## Start EXTRACTED ENTRIES
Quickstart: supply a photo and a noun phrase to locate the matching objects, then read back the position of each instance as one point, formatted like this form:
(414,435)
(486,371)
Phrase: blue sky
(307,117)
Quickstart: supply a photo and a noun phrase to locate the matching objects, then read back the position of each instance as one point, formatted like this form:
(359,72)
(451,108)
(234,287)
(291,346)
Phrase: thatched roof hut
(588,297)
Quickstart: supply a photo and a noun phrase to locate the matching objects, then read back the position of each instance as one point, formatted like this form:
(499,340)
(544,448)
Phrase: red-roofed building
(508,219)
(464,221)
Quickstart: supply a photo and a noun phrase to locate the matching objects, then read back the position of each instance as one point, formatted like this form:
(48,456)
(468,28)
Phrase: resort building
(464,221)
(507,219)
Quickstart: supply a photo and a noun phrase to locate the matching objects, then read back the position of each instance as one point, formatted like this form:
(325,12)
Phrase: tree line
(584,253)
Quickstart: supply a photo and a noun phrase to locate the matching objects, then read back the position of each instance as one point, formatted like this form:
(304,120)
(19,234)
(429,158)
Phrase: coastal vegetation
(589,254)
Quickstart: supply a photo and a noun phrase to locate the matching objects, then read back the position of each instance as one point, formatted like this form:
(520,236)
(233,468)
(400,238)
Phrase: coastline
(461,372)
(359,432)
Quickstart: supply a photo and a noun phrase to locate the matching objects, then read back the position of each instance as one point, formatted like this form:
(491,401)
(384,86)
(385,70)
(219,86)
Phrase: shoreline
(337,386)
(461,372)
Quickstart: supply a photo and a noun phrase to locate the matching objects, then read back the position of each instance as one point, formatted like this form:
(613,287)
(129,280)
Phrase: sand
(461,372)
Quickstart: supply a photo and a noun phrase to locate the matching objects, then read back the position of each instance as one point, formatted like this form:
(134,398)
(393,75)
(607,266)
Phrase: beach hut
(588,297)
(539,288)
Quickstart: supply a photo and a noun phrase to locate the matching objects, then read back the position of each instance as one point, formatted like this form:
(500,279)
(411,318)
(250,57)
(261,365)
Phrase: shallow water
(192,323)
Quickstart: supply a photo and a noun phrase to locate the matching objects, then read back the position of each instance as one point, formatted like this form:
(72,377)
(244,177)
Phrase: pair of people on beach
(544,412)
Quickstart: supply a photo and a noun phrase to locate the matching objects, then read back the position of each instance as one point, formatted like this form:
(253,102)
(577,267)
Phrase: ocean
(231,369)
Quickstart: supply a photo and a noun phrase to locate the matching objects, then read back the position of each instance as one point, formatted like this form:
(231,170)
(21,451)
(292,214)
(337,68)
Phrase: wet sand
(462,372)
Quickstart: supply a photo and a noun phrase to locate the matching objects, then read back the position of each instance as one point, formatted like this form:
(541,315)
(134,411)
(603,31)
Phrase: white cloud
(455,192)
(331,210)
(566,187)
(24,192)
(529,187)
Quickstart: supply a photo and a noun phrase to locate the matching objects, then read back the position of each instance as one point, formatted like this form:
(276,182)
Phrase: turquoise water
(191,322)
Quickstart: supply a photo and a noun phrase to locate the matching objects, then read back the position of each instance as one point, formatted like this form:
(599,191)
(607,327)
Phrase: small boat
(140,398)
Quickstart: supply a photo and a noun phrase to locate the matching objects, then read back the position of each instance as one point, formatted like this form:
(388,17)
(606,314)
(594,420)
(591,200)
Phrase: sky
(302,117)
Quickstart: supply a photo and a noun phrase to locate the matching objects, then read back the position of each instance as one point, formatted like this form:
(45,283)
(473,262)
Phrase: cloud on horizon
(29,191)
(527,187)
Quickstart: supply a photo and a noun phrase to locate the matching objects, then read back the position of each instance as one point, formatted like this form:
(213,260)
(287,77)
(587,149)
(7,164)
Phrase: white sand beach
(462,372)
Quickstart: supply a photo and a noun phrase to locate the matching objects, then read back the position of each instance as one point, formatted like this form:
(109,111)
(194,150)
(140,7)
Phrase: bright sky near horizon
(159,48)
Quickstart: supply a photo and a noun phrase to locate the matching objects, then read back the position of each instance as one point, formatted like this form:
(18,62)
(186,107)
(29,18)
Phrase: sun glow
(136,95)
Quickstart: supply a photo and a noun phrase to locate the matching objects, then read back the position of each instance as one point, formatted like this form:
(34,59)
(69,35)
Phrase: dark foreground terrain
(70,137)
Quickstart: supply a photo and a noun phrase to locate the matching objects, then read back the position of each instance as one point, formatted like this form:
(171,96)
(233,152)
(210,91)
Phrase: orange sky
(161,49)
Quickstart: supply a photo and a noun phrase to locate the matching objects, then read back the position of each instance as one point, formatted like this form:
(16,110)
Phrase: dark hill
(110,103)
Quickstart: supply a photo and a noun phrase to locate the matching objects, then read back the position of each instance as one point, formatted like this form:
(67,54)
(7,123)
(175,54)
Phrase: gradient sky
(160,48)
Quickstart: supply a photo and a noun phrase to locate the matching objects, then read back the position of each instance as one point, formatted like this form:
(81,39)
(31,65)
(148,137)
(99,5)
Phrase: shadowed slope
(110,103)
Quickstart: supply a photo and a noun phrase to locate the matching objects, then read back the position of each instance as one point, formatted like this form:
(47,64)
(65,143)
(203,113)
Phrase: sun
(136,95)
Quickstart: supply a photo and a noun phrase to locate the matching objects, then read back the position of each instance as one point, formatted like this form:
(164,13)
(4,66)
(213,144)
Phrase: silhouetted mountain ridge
## End EXTRACTED ENTRIES
STATED PROBLEM –
Please locate every line above that contains the word "cloud" and copy each one out in full.

SOLUTION FOR THIS EXERCISE –
Phrase: white cloud
Phrase: cloud on horizon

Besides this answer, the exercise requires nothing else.